* Stated exercise:
Start at the line that has "shaped like <point>317,1046</point>." and stop after the line that has "<point>493,440</point>". Rewrite every line in that span, shifting both coordinates of each reported point by -41 and leaving the sample point in the "shaped like" line unchanged.
# # # # #
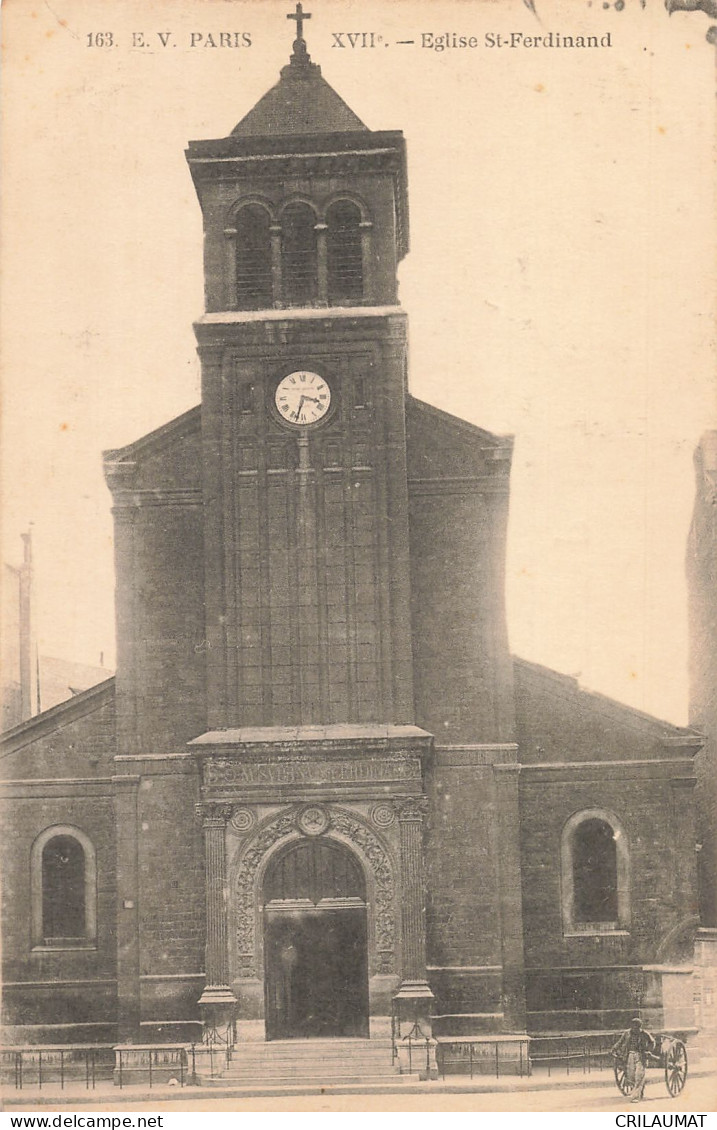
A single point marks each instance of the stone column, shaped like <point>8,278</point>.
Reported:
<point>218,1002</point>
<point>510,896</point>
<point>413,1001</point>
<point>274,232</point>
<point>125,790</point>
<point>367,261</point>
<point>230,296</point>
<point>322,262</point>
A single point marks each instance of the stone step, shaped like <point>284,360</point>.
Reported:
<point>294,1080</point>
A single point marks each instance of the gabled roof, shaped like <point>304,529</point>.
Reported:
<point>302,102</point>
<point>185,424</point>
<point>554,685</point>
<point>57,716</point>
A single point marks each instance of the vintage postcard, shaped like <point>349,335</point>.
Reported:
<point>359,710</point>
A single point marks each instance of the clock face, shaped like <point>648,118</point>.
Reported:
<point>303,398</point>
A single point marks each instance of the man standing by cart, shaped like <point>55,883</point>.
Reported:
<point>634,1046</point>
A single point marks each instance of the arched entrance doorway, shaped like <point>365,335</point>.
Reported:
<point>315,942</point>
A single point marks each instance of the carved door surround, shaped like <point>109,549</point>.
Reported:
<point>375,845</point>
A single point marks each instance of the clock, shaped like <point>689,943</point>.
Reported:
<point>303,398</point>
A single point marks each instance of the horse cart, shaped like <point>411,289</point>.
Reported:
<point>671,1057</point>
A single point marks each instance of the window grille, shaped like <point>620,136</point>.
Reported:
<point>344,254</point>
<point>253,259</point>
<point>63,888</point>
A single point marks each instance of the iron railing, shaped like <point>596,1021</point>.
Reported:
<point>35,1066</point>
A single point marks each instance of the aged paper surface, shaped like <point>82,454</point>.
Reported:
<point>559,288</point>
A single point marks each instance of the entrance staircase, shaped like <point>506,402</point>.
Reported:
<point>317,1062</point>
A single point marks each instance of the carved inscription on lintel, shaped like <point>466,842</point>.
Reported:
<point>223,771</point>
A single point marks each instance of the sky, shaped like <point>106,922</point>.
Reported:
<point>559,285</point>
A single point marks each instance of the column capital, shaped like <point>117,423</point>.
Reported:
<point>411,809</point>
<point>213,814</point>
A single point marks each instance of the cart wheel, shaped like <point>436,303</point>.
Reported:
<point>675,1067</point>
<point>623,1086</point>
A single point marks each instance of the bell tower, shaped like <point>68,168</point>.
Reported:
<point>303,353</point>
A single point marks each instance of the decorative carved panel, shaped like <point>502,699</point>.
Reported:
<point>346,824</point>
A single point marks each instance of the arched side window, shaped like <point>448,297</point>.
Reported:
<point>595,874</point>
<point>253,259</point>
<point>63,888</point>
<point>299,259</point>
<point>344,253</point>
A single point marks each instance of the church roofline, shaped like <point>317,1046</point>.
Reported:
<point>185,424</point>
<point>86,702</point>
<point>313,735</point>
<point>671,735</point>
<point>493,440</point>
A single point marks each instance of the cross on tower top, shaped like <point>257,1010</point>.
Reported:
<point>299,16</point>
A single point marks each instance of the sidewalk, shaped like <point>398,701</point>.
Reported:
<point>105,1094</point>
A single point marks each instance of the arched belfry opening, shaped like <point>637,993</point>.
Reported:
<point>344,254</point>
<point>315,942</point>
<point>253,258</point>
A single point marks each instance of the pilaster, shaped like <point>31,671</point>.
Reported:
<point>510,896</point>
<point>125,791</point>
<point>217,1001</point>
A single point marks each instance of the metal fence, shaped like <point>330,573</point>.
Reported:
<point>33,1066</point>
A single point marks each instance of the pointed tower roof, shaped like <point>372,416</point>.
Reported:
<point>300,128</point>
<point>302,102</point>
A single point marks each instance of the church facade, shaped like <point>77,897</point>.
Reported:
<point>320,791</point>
# # # # #
* Response to this task:
A single point marks each instance of the church roofline, shaped like <point>317,1046</point>.
Reported:
<point>144,383</point>
<point>45,661</point>
<point>272,694</point>
<point>630,694</point>
<point>452,399</point>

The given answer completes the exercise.